• Reading passage:
-=-=-

BANGKOK (Reuters) - Thailand banned imports and sales of a six-month-old edition of women’s magazine Marie Claire on Friday over an article it said carried content insulting to its royal family and offensive to its people.
Criticism of Thailand’s monarchy is outlawed by draconian lese majeste laws that can bring jail sentences of up to 15 years for each perceived insult.
An announcement in the Royal Gazette, signed by Thailand’s police chief, said an article in the November 2015 edition of Marie Claire in France was defamatory and malicious to the royal family, affecting “national security, peace and order and the morale of the people”.
The order said any copies found would be confiscated and destroyed.
King Bhumibol Adulyadej, 88, is revered among Thais and concerns over his health and succession have formed the backdrop to more than a decade of political crisis in the country.
The king has been staying at a Bangkok hospital since May 2015 and news about his health is tightly controlled by the palace.
Thailand’s government is highly sensitive about discussion of its paramount institution and self-censorship is prevalent, including by local distributors and printers of international publications.

-=-=-

• Given information:
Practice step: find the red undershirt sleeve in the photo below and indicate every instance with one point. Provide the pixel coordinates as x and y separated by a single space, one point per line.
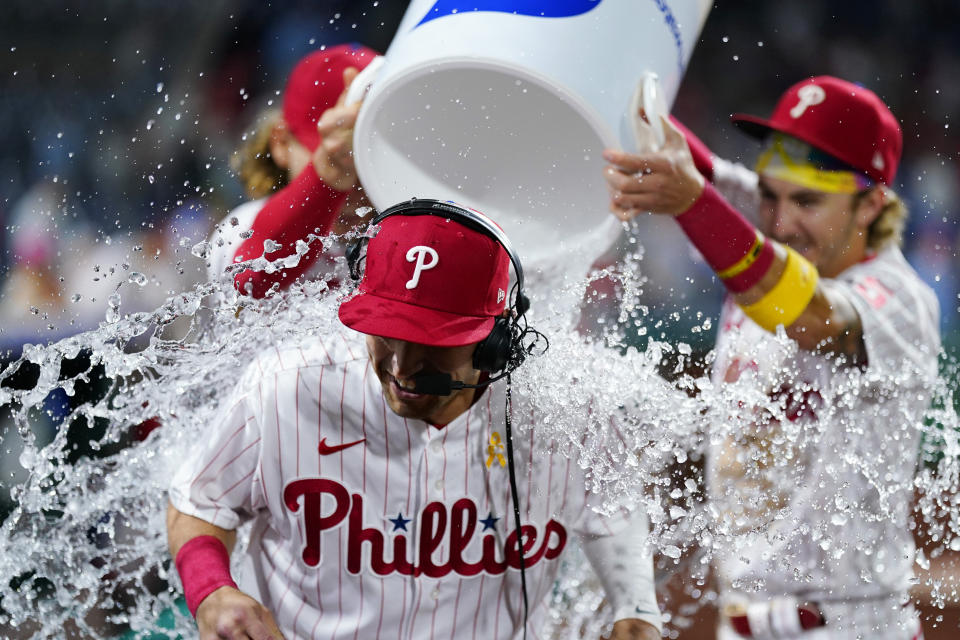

-=-=-

Could you repeat the part of the Reuters report that opens with the words containing "King Bhumibol Adulyadej, 88, is" and closes with "in the country.", swapping "revered" for "respected"? Rely only on the Reuters report and nothing else.

King Bhumibol Adulyadej, 88, is respected among Thais and concerns over his health and succession have formed the backdrop to more than a decade of political crisis in the country.